* AIM *
Rewrite every entry below as a numbered list with one item per line, leaving out any blank lines.

* GIVEN DATA *
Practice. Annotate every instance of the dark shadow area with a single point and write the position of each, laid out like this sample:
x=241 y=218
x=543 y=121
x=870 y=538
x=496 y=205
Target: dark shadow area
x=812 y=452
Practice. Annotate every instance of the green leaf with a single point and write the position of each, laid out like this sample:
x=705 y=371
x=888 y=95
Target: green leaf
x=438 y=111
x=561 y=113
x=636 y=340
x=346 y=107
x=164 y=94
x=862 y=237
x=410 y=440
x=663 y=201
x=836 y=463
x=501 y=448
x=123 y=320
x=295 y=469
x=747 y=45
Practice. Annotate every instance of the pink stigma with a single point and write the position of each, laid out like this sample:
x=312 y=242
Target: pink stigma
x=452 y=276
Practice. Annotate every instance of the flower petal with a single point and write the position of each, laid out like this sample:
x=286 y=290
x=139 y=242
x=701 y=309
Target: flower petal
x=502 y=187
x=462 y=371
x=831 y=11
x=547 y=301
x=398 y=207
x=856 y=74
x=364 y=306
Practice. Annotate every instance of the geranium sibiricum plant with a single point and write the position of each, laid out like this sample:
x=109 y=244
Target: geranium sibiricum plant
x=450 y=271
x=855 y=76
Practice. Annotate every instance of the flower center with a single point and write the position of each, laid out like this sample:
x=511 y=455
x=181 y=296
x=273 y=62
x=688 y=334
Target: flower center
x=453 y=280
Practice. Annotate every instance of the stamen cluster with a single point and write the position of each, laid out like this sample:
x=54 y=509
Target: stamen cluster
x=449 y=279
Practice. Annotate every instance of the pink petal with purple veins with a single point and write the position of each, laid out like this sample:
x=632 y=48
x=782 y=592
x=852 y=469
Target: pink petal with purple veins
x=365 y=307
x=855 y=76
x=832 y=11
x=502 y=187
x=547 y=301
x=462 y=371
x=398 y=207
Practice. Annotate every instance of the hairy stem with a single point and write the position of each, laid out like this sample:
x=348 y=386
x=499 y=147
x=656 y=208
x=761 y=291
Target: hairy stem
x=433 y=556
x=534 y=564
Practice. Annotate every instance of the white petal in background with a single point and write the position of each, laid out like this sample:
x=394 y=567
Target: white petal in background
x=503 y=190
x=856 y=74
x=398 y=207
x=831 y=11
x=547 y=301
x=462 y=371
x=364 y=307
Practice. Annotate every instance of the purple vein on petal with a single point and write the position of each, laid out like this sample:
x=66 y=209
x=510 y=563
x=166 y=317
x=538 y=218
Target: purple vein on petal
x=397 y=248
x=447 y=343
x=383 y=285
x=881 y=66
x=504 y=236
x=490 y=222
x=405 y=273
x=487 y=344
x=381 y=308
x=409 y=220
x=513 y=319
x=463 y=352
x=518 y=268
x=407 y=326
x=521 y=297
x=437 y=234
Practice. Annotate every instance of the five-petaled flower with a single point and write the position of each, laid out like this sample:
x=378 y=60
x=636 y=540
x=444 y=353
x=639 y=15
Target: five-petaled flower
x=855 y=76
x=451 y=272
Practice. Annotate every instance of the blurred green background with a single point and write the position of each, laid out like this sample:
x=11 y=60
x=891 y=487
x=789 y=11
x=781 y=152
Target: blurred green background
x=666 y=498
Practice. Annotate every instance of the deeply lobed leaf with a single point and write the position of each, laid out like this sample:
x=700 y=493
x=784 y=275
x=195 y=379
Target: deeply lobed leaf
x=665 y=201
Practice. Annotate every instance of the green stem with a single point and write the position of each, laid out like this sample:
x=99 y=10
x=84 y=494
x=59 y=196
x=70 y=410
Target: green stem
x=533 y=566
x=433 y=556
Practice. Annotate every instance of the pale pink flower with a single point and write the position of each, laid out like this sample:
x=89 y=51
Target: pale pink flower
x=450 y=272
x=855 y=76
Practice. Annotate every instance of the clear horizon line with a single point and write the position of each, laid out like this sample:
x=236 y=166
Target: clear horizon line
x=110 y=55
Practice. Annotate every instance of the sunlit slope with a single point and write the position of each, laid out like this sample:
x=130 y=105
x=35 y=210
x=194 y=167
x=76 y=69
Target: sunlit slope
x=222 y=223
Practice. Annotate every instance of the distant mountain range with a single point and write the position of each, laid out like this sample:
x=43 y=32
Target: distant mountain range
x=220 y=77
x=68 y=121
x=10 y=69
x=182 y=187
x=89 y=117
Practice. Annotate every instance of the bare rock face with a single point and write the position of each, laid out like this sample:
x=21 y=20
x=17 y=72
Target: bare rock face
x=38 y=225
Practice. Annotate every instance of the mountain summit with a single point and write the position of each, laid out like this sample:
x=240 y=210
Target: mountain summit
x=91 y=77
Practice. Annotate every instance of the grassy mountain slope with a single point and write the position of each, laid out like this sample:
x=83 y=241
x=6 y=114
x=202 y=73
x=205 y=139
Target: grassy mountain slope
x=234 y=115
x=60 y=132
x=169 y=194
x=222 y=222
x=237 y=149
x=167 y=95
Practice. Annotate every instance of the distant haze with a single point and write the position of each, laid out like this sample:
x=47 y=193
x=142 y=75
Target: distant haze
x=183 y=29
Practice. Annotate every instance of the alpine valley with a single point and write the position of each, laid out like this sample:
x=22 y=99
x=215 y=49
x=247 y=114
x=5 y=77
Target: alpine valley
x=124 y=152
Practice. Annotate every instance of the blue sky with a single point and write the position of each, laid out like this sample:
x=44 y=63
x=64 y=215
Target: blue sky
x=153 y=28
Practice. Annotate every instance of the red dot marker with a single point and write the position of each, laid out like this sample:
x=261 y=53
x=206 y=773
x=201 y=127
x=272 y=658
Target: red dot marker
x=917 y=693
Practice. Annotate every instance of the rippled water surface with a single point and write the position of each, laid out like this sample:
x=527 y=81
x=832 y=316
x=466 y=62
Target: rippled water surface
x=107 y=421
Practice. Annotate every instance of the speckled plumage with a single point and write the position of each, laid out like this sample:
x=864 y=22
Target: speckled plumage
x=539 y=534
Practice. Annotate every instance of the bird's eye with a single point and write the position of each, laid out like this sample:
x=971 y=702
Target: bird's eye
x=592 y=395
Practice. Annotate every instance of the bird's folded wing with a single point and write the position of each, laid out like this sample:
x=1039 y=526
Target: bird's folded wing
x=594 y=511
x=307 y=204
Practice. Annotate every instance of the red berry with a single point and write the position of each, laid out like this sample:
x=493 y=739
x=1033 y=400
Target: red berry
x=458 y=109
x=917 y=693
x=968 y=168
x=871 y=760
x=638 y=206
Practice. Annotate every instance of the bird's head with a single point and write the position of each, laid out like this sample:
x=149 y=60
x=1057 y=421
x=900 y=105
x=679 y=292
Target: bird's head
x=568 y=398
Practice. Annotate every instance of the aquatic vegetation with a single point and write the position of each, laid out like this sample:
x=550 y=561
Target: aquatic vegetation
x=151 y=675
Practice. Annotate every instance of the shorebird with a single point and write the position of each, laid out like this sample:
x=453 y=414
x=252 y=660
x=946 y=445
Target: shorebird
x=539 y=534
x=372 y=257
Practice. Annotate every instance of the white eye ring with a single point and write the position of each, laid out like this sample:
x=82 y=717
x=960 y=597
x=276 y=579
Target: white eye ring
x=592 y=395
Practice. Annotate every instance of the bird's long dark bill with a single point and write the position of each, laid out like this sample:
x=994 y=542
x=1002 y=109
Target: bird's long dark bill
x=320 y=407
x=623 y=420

* RESPONSE TO THE TASK *
1. Practice. Annotate every instance of the dark shadow area with a single point and write the position of each, laid out like this sample:
2. x=241 y=218
3. x=543 y=121
4. x=870 y=538
5. x=496 y=205
6. Target: dark shadow area
7. x=812 y=452
8. Practice. Annotate every instance of the green leaf with a single point and write the position of each, laid out like this sample:
9. x=705 y=371
10. x=888 y=95
11. Target: green leaf
12. x=438 y=111
13. x=561 y=113
14. x=636 y=340
15. x=346 y=107
16. x=164 y=94
17. x=862 y=237
18. x=410 y=440
19. x=663 y=201
20. x=836 y=463
21. x=501 y=448
22. x=123 y=320
23. x=295 y=469
24. x=747 y=45
25. Practice. Annotate every instance of the pink stigma with a single point and write the position of each, laid out like this sample:
26. x=312 y=242
27. Target: pink stigma
28. x=452 y=276
29. Practice. Annotate every instance of the flower petal with a single point and write the position of each, laid out like this sample:
30. x=286 y=290
31. x=139 y=242
32. x=701 y=309
33. Target: flower petal
34. x=502 y=187
35. x=462 y=371
36. x=831 y=11
37. x=547 y=301
38. x=398 y=207
39. x=856 y=74
40. x=364 y=306
41. Practice. Annotate every instance of the geranium sibiricum plant with a single point and write the position of each, laid out like this sample:
42. x=109 y=244
43. Target: geranium sibiricum plant
44. x=450 y=271
45. x=855 y=76
46. Practice. Annotate every instance of the flower center with a single point and write the position of each, laid out like this sample:
47. x=511 y=455
48. x=181 y=296
49. x=273 y=62
50. x=688 y=334
51. Target: flower center
52. x=453 y=280
53. Practice. Annotate every instance of the stamen cluster with a single point and write the position of each, laid out like this sample:
54. x=54 y=509
55. Target: stamen cluster
56. x=449 y=279
57. Practice. Annotate every instance of the pink petal with purple veins with a single point and write the position of each, laid out like this sample:
58. x=632 y=48
59. x=782 y=592
60. x=852 y=469
61. Target: pink petal with purple veins
62. x=365 y=307
63. x=855 y=76
64. x=832 y=11
65. x=502 y=187
66. x=547 y=301
67. x=462 y=371
68. x=398 y=207
69. Practice. Annotate every instance of the hairy stem with a single point and write the position of each, laid out like this sample:
70. x=348 y=386
71. x=499 y=147
72. x=656 y=208
73. x=761 y=291
74. Target: hairy stem
75. x=433 y=556
76. x=534 y=564
77. Practice. Annotate every instance of the white petal in background with a single point and write the position of each, laid out like this sample:
78. x=394 y=567
79. Target: white petal in background
80. x=503 y=190
81. x=856 y=74
82. x=398 y=207
83. x=831 y=11
84. x=547 y=301
85. x=462 y=371
86. x=364 y=307
87. Practice. Annotate every instance of the purple vein on petal with a single point and write the position of each, laid out like this sample:
88. x=66 y=209
89. x=510 y=563
90. x=166 y=317
91. x=538 y=218
92. Target: purple vein on petal
93. x=397 y=248
94. x=447 y=343
95. x=383 y=285
96. x=881 y=66
97. x=504 y=236
98. x=490 y=222
99. x=405 y=273
100. x=487 y=344
101. x=381 y=308
102. x=409 y=220
103. x=513 y=319
104. x=463 y=352
105. x=518 y=268
106. x=407 y=326
107. x=521 y=297
108. x=437 y=234
109. Practice. Annotate every instance of the five-petaled flower with a single point and write the position of each, laid out like this sample:
110. x=378 y=60
111. x=636 y=540
112. x=444 y=353
113. x=639 y=15
114. Target: five-petaled flower
115. x=855 y=76
116. x=451 y=272
117. Practice. Annotate every instance of the blurred green background with a single point and write the position of each, laid out like this sample:
118. x=11 y=60
119. x=891 y=487
120. x=789 y=11
121. x=781 y=152
122. Target: blurred green background
123. x=666 y=498
124. Practice. Annotate every instance of the deeply lobed leaf with a single point and write the position of each, laid out like this sample:
125. x=700 y=493
126. x=784 y=275
127. x=195 y=379
128. Target: deeply lobed leaf
129. x=665 y=201
130. Practice. Annotate every instance of the green stem with a single point and write the position of each, laid out like this sample:
131. x=99 y=10
132. x=84 y=494
133. x=59 y=196
134. x=70 y=410
135. Target: green stem
136. x=533 y=566
137. x=433 y=556
138. Practice. Annotate every instance of the pale pink flower with a single point and write the position of each, laid out like this sample:
139. x=89 y=51
140. Target: pale pink flower
141. x=450 y=272
142. x=855 y=76
143. Practice. Annotate every instance of the clear horizon line with a single point and write the position of each, laid out like this sample:
144. x=236 y=166
145. Target: clear horizon line
146. x=110 y=55
147. Practice. Annotate every instance of the sunlit slope with a single point and write the position of each, laid out like this sample:
148. x=130 y=105
149. x=35 y=210
150. x=194 y=167
151. x=76 y=69
152. Target: sunlit slope
153. x=222 y=223
154. Practice. Annotate every instance of the distant mountain range with a single point and write the position of each, laid out like this sample:
155. x=43 y=32
156. Target: distant mountain range
157. x=220 y=77
158. x=68 y=121
159. x=10 y=69
160. x=182 y=187
161. x=89 y=117
162. Practice. Annotate every instance of the bare rock face with a single point and write the position of each, laid out like this sample:
163. x=21 y=20
164. x=17 y=72
165. Target: bare rock face
166. x=38 y=225
167. Practice. Annotate every instance of the mountain summit with a single point and write the position of each, laid out like this sample:
168. x=240 y=210
169. Target: mountain summit
170. x=91 y=77
171. Practice. Annotate every instance of the grassy mountain slope with a single point and write the position of each, laid out like this sample:
172. x=83 y=241
173. x=6 y=114
174. x=202 y=73
175. x=205 y=139
176. Target: grassy mountain slope
177. x=234 y=115
178. x=60 y=132
179. x=169 y=194
180. x=222 y=222
181. x=237 y=149
182. x=167 y=95
183. Practice. Annotate every instance of the distant haze with a single point and write the position of each, laid out like this sample:
184. x=47 y=193
185. x=142 y=75
186. Target: distant haze
187. x=183 y=29
188. Practice. Annotate every instance of the alpine valley with a single point and write the position of each, laid out like this sample:
189. x=22 y=99
190. x=215 y=49
191. x=247 y=114
192. x=5 y=77
193. Target: alpine valley
194. x=124 y=152
195. Practice. Annotate every instance of the blue sky with a single point and write the position of each, laid out like this sample:
196. x=44 y=63
197. x=64 y=215
198. Target: blue sky
199. x=153 y=28
200. Practice. Annotate every instance of the red dot marker with a single point and write the position of each, laid out like this sample:
201. x=261 y=53
202. x=206 y=773
203. x=201 y=127
204. x=272 y=658
205. Target: red dot marker
206. x=917 y=693
207. Practice. Annotate every instance of the rippled water surface with a single point and write the position of each, laid out like this sample:
208. x=527 y=81
209. x=832 y=316
210. x=466 y=62
211. Target: rippled water surface
212. x=107 y=421
213. Practice. Annotate every instance of the speckled plumage with a single point and write the position of each, laid out like this sample:
214. x=864 y=22
215. Target: speckled plumage
216. x=539 y=534
217. Practice. Annotate every instance of the bird's eye with a single point and write the position of each, laid out like this sample:
218. x=971 y=702
219. Target: bird's eye
220. x=592 y=395
221. Practice. Annotate every instance of the bird's folded wing with a single point and write the position of each, laid out like this sample:
222. x=1039 y=526
223. Target: bird's folded wing
224. x=594 y=511
225. x=307 y=204
226. Practice. Annotate every instance of the red berry with a single point and write the position of each, laid out like this sample:
227. x=493 y=739
228. x=1033 y=400
229. Target: red berry
230. x=458 y=109
231. x=917 y=693
232. x=968 y=168
233. x=871 y=760
234. x=638 y=206
235. Practice. Annotate every instance of the bird's head with a single point and write the position of each, laid out like this sample:
236. x=149 y=60
237. x=1057 y=421
238. x=900 y=105
239. x=679 y=292
240. Target: bird's head
241. x=568 y=398
242. Practice. Annotate every instance of the aquatic vegetation with a single point and write the position of each, laid out like this sample:
243. x=550 y=561
244. Target: aquatic vegetation
245. x=151 y=675
246. Practice. Annotate every instance of the shorebird with a single point and write the position of each, laid out like this sample:
247. x=453 y=414
248. x=252 y=660
249. x=946 y=445
250. Target: shorebird
251. x=539 y=534
252. x=372 y=257
253. Practice. Annotate every instance of the white eye ring with a single point and write the position of each, laid out like this sample:
254. x=82 y=717
255. x=960 y=597
256. x=276 y=579
257. Target: white eye ring
258. x=592 y=395
259. Practice. Annotate every instance of the bird's long dark bill with a single point and write the position of each, laid out like this sample:
260. x=994 y=542
261. x=1002 y=109
262. Target: bird's long dark bill
263. x=320 y=407
264. x=623 y=420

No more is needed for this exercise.